Assignment: Look through the data below. Show each line where the string "driftwood" occurs.
"""
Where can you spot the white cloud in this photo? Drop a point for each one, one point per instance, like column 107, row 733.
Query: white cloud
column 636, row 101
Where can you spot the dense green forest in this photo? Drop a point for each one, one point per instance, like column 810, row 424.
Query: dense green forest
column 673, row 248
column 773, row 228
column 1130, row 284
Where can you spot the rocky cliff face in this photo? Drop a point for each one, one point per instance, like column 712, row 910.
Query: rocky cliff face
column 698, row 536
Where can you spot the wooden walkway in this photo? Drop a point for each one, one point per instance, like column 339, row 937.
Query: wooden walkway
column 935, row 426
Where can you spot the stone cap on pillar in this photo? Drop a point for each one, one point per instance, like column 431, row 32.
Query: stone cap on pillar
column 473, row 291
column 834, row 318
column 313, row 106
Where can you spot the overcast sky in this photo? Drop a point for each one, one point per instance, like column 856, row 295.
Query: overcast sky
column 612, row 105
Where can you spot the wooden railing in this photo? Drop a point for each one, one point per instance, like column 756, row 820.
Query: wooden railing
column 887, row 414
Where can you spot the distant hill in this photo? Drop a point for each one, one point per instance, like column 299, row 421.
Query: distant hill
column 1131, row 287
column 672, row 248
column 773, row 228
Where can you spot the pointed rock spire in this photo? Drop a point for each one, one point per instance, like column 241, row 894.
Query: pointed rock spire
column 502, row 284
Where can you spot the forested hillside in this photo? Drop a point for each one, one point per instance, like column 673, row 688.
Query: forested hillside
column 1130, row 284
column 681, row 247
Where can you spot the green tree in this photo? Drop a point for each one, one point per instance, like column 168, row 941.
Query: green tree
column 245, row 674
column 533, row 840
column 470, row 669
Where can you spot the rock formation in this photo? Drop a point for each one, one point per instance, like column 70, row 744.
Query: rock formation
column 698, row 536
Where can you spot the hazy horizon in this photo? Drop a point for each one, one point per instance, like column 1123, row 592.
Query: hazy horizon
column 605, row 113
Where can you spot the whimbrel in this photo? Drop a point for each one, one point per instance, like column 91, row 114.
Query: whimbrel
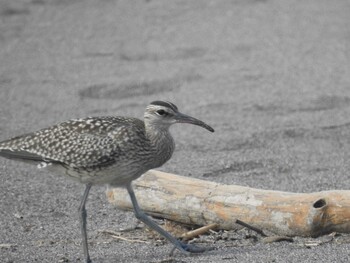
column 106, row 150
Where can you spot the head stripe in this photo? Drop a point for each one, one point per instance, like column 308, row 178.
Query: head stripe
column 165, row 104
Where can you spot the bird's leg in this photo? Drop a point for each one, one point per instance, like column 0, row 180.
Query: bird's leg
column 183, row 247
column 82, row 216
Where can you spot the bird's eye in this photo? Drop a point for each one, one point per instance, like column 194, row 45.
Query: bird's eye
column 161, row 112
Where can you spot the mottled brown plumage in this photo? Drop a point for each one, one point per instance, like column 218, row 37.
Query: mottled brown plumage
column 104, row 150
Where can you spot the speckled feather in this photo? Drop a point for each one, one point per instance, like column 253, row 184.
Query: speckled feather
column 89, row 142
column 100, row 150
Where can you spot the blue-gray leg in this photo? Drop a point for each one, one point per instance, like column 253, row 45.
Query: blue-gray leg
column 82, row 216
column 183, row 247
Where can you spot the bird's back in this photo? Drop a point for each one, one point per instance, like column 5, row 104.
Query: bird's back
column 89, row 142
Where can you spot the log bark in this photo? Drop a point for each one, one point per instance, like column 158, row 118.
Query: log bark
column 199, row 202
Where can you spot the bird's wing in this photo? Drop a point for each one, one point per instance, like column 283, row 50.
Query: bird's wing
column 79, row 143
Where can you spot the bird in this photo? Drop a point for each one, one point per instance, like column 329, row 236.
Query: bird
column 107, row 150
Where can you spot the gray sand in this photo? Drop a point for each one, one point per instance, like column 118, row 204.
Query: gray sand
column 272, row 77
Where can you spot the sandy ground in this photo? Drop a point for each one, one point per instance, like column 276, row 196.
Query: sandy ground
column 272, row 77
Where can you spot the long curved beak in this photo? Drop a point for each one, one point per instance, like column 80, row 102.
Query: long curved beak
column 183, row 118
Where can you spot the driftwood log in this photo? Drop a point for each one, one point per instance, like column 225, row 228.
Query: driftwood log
"""
Response to this task:
Where can you spot the driftwood log in this photo? Drop a point for each one, one point per instance, like column 225, row 228.
Query: driftwood log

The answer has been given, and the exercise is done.